Region annotation items:
=-=-=-=-=
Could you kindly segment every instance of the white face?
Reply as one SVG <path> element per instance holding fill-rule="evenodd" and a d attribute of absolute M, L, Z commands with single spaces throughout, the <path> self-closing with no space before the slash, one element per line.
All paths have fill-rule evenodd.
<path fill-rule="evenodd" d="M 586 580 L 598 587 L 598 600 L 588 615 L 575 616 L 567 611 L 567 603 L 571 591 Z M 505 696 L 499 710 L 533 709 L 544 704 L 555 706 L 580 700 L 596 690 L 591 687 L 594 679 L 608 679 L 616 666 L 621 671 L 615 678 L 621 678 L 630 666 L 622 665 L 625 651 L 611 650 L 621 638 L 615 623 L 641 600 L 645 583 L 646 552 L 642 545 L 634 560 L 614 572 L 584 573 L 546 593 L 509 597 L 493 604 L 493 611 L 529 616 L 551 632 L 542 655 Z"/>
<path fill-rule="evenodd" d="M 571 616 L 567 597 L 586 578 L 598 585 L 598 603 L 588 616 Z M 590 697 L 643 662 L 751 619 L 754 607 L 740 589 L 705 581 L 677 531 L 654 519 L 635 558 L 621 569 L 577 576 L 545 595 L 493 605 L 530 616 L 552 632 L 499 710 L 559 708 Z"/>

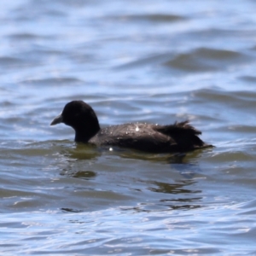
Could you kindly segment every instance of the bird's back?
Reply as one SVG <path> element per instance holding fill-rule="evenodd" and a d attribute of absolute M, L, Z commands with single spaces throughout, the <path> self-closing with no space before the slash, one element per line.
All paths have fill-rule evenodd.
<path fill-rule="evenodd" d="M 101 129 L 89 143 L 148 152 L 178 152 L 206 147 L 199 134 L 188 122 L 170 125 L 124 124 Z"/>

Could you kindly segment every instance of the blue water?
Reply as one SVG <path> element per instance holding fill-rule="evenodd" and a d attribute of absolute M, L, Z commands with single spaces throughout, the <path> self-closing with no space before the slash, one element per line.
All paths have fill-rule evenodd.
<path fill-rule="evenodd" d="M 253 1 L 2 3 L 0 254 L 256 254 Z M 215 147 L 78 145 L 72 100 Z"/>

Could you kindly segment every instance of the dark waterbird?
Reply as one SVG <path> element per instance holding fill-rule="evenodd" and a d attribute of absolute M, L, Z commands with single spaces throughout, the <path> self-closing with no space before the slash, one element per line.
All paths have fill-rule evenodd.
<path fill-rule="evenodd" d="M 67 103 L 50 125 L 60 123 L 74 129 L 77 143 L 125 147 L 152 153 L 184 152 L 211 146 L 198 137 L 201 132 L 189 121 L 167 125 L 129 123 L 101 129 L 94 110 L 83 101 Z"/>

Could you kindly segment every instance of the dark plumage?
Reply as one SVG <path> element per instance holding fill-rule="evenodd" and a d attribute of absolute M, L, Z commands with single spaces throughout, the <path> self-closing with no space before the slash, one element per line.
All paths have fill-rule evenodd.
<path fill-rule="evenodd" d="M 174 125 L 124 124 L 101 129 L 94 110 L 82 101 L 67 103 L 50 125 L 64 123 L 75 130 L 75 141 L 147 152 L 183 152 L 209 147 L 189 121 Z"/>

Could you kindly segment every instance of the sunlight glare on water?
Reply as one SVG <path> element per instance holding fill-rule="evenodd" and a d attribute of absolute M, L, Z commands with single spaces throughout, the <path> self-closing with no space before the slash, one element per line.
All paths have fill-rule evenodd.
<path fill-rule="evenodd" d="M 2 253 L 256 253 L 255 3 L 2 3 Z M 102 127 L 189 119 L 215 147 L 77 144 L 49 126 L 72 100 Z"/>

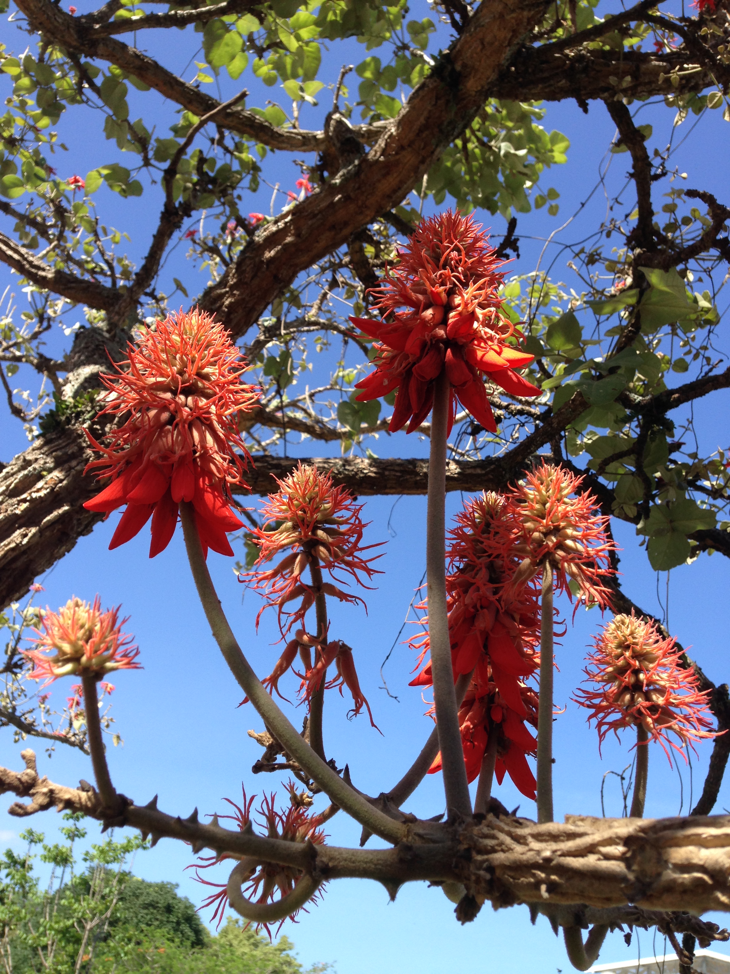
=-=-=-=-=
▸ **Description of the task**
How many lines in the entries above contain the word "dark", matched case-sensitively? Give only the number.

▸ **Right answer**
2